■ **What the task asks**: Print every one of the following records word for word, changing nothing.

++++ Material for the task

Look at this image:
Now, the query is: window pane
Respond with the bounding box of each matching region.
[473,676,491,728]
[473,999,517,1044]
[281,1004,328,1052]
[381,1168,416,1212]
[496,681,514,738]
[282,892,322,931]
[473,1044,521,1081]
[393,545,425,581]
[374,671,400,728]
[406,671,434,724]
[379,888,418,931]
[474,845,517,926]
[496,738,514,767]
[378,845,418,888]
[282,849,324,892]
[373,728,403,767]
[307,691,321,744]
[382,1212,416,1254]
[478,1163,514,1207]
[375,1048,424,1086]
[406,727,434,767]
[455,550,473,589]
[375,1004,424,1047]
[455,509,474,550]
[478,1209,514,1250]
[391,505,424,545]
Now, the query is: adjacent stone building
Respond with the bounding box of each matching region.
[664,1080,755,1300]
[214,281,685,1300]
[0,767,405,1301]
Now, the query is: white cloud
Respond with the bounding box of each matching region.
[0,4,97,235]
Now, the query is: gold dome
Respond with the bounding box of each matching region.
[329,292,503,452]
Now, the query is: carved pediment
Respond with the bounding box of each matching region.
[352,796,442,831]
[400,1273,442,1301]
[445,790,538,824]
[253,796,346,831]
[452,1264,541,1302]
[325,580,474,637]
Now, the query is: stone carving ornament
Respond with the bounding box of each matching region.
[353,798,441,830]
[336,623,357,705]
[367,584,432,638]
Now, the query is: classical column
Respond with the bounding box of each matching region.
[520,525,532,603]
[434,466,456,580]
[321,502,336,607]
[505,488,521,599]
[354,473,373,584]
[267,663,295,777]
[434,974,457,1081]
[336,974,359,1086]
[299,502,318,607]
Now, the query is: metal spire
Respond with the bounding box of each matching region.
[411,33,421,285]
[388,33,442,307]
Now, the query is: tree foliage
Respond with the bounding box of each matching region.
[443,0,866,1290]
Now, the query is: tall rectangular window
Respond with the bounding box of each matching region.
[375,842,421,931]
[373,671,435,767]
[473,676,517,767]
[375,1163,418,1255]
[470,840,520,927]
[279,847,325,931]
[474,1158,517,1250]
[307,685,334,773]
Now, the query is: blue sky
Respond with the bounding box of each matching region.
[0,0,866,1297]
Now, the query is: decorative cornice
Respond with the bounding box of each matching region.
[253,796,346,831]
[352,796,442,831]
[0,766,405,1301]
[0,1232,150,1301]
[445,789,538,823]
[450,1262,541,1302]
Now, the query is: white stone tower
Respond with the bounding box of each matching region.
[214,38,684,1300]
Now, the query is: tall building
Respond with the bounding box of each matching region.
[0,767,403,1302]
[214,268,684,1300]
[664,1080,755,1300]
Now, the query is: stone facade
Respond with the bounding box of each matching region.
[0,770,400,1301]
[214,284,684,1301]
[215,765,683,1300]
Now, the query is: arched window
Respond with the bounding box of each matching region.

++++++++

■ **Solution for this task**:
Look at this image:
Now, the query is: window pane
Respond with the bounding box of each matching region.
[473,676,491,728]
[473,999,517,1044]
[281,1004,328,1052]
[381,1168,416,1212]
[496,681,514,738]
[282,892,322,931]
[473,1044,521,1081]
[393,545,425,581]
[374,671,400,728]
[406,671,434,724]
[379,888,418,931]
[474,845,517,926]
[496,738,514,767]
[378,845,418,888]
[282,849,324,892]
[373,728,403,767]
[307,691,321,744]
[382,1212,416,1254]
[478,1163,514,1207]
[375,1048,424,1086]
[406,727,434,767]
[455,550,473,589]
[375,1004,424,1047]
[455,509,474,550]
[478,1209,514,1250]
[391,505,424,545]
Now, the query is: adjacent stone building
Respond with the bounding box of each matching region.
[664,1080,755,1300]
[214,281,685,1300]
[0,767,405,1301]
Now, the query is: white cloud
Respond with the bounding box of each matching region.
[0,4,97,235]
Now, the query is: gold dome
Respond with the bounding box of each matching region.
[329,292,503,452]
Now, the query is: carved pediment
Respond with the bounding box of each matching region.
[352,796,442,831]
[400,1273,442,1301]
[445,790,538,824]
[253,796,346,831]
[452,1264,541,1302]
[325,580,474,637]
Now, the query is: stone carving ornament
Respond with the bounding box of each matching region.
[353,798,441,830]
[336,623,357,705]
[367,584,432,638]
Now, the query is: classical column
Respond with the bounding box of each matching region.
[520,525,532,603]
[434,466,456,580]
[321,502,336,607]
[505,488,521,599]
[354,473,373,584]
[267,663,295,777]
[434,974,457,1081]
[336,974,359,1086]
[299,502,318,607]
Now, the query is: metal spire
Respond with the bounding box of each matching region.
[411,33,421,285]
[388,33,442,307]
Now, the query is: tree foliage
Respond with the bounding box of each matching region.
[443,0,866,1290]
Now, the query is: tall rectangular window
Respond with the bounding box of each matching region.
[375,842,421,931]
[373,671,435,767]
[473,676,517,767]
[375,1163,418,1255]
[470,840,520,927]
[279,847,325,931]
[474,1158,517,1250]
[307,685,334,773]
Now, the query is: blue sky
Respond with the bounding box of each matching region.
[0,0,866,1297]
Now, the query is: decorative cornice
Respond with the bounding box of each matching region.
[253,796,346,831]
[352,796,442,831]
[0,766,405,1301]
[0,1232,150,1301]
[445,789,538,823]
[450,1262,541,1302]
Now, the query is: white stone tower
Respond with the bounding box of each matching region.
[214,38,684,1300]
Now, the query is: tall building
Respond with the bounding box of each matching region.
[0,767,403,1302]
[214,268,684,1300]
[664,1080,755,1300]
Now, the query is: stone facade
Respond with the bounding box of each matching region.
[0,770,400,1301]
[214,284,684,1301]
[215,765,683,1300]
Now, the query is: arched window
Respond with the bounding box of each matching region.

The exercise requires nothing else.